O que fazer
- a) Diga se cada afirmação a seguir está de acordo com o texto sobre sistemas de coordenadas no Brasil: (i) a marinha e a aeronáutica usam o WGS-84 por força de acordos internacionais; (ii) o IBGE divulgou a nova listagem de coordenadas no SAD-69 em 1999; (iii) os parâmetros oficiais de transformação do SAD-69/96 para o WGS-84 foram alterados. Responda sim ou não a cada uma, citando literalmente o trecho que decide.
- b) Por favor, retome o texto sobre sistemas de coordenadas no Brasil logo após a última frase apresentada e dê continuidade a ele.

Texto fornecido
Precisamos de mais em sistema de coordenadas no Brasil?

São muitas as questões e dúvidas envolvidas quando o assunto é a definição de um único sistema de coordenadas no país. Marcelo Carvalho dos Santos faz um levantamento da situação e aponta caminhos a serem seguidos.

No artigo Banco de Dados, GPS e Sistemas de Coordenadas, publicado na revista InfoGeo de janeiro/fevereiro de 1999, tivemos a oportunidade de apresentar um problema que o Brasil possui: a coexistência de diferentes referenciais geodésicos (sistemas de coordenadas). Na oportunidade, tratamos do perigo em se desconsiderar o sistema de coordenadas adotado em um banco de dados. Nesta coluna, iremos tratar do mesmo problema, colocado sob uma ótica diferente e, certamente, muito mais abrangente.

Conforme mencionado naquela coluna, do ponto de vista prático, existem hoje no Brasil três sistemas de coordenadas amplamente utilizados. Oficialmente, isto é, por força de lei, a Geodésia e a cartografia nacionais usam o SAD-69 (com exceção da marinha e aeronáutica que usam o WGS-84 por força de acordos internacionais). Parte da produção cartográfica, contudo, ainda usa o Córrego Alegre, referencial precursor do SAD-69, notadamente em alguns órgãos de São Paulo e Minas Gerais. O GPS utiliza o WGS-84, que é um sistema de coordenadas geocêntrico (origem do sistema no centro de massa da Terra). Para efeitos de ordem prática, o WGS-84 pode ser considerado como similar ao Sistema de Referência Geocêntrico Sul-americano SIRGAS (a relação rigorosa entre eles será tema de uma próxima coluna).

Existem diferenças entre estes três sistemas da ordem de dezenas de metros, isto é, um mesmo ponto sobre a superfície da Terra pode ter coordenadas com valores numéricos que diferem de dezenas de metros se determinadas em cada um deles. A relação entre eles é feita através de valores numéricos constantes, chamados de parâmetros de transformação: aplicando-se estes parâmetros às coordenadas de um ponto qualquer, expressas em um sistema, obtém-se as coordenadas do mesmo ponto em um outro sistema. Os parâmetros de transformação a serem usados devem ser aqueles fornecidos pelo IBGE.
O problema tornou-se um pouco mais envolvente após o IBGE ter divulgado, em 1996, uma nova listagem de coordenadas no SAD-69, que nós vamos chamar aqui de SAD-69/96. Existem diferenças entre as coordenadas do SAD-69 e do SAD-69/96 de até vários metros. Contudo, os parâmetros oficiais de transformação do SAD-69/96 para o WGS-84 permanecem os mesmos, o que é algo intrigante. Já existem cartas elaboradas no SAD69/96.

Entradas fornecidas
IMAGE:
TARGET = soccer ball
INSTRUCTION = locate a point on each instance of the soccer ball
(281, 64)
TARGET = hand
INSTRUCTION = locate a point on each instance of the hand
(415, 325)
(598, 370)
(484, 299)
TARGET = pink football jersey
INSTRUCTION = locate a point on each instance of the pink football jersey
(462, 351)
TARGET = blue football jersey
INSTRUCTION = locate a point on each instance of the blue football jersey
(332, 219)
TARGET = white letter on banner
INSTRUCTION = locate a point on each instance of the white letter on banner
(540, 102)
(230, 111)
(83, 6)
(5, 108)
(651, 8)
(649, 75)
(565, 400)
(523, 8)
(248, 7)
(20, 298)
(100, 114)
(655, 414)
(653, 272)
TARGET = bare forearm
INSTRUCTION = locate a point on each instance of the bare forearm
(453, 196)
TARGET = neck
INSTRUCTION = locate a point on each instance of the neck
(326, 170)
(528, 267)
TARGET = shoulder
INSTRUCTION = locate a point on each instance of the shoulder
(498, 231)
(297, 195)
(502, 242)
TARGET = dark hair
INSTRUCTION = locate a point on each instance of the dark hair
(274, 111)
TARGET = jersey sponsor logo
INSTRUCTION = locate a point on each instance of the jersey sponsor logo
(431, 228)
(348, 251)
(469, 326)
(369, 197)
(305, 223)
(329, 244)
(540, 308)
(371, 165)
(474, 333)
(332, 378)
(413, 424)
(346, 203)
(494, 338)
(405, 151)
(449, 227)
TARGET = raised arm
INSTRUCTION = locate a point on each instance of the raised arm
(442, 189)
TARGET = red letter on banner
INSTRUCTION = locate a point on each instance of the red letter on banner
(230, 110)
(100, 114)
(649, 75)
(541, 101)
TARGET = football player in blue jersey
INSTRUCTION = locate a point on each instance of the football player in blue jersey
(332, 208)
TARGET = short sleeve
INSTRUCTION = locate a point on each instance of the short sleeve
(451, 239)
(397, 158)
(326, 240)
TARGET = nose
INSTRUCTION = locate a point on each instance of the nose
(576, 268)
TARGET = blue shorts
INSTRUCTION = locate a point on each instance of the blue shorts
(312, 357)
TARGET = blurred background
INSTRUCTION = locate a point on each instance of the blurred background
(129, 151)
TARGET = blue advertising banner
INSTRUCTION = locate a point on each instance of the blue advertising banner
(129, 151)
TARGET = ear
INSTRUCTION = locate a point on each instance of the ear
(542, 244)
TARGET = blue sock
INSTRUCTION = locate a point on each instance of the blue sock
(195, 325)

Respostas por tarefa
- a)
(i) Sim: "com exceção da marinha e aeronáutica que usam o WGS-84 por força de acordos internacionais".
(ii) Não: "após o IBGE ter divulgado, em 1996, uma nova listagem de coordenadas no SAD-69".
(iii) Não: "os parâmetros oficiais de transformação do SAD-69/96 para o WGS-84 permanecem os mesmos".

- b)
O acesso aos sistemas de coordenadas é feito através das coordenadas de pontos materializados sobre a superfície da Terra, formando uma malha de pontos, geralmente referida por rede. Do exposto acima, pode-se verificar que no Brasil existem três sistemas de coordenadas (Córrego Alegre, WGS-84 e SAD-69) materializados por quatro redes (Córrego Alegre, WGS-84, SAD-69 e SAD-69/96). Os parâmetros de transformação devem retratar a relação entre as redes, pois os levantamentos são ligados fisicamente a elas! A divulgação da listagem de coordenadas SAD-69/96 apresenta um fato inédito no Brasil: a existência de duas redes associadas a um mesmo sistema de coordenadas.

Os usuários de técnicas espaciais de posicionamento, tais como o GPS, obtém coordenadas em um sistema geocêntrico. Para aqueles que se valem do GPS nas suas atividades de posicionamento e navegação (um número cada vez maior de usuários) o ideal seria que o sistema de coordenadas oficial do Brasil fosse o WGS-84 ou o SIRGAS, e que, por conseguinte, toda a base cartográfica estivesse em algum deles, tornando desnecessário o uso de parâmetros de transformação. Contudo, não é isto o que ocorre. A base cartográfica está no SAD-69, SAD- 69/96 e, em alguns casos, no Córrego Alegre. Para se representar um levantamento feito com GPS em uma carta no SAD-69, por exemplo, é necessário o uso dos parâmetros de transformação.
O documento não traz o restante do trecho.